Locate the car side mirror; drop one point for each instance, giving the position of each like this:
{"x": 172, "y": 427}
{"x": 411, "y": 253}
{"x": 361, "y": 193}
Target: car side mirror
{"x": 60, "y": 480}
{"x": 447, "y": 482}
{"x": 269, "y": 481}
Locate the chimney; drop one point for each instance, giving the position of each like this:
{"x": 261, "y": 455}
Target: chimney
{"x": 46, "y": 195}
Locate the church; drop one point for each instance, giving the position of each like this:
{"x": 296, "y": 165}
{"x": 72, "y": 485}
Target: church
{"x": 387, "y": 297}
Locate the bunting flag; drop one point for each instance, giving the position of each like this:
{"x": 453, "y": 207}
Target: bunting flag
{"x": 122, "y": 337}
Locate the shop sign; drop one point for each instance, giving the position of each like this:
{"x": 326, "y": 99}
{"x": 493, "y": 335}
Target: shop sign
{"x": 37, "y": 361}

———

Filter the records for the string "point" and copy every line that holds it.

Solution for this exercise:
Locate the car side mirror; drop one point for each instance, giving the position of each like this:
Locate the chimney; drop one point for each instance, giving the position of each like this:
Locate the church; drop one point for each instance, giving the position of each like this:
Locate the bunting flag; drop one point for each instance, giving the position of each like this:
Locate the shop sign; drop one point for each instance, giving the position of each like this:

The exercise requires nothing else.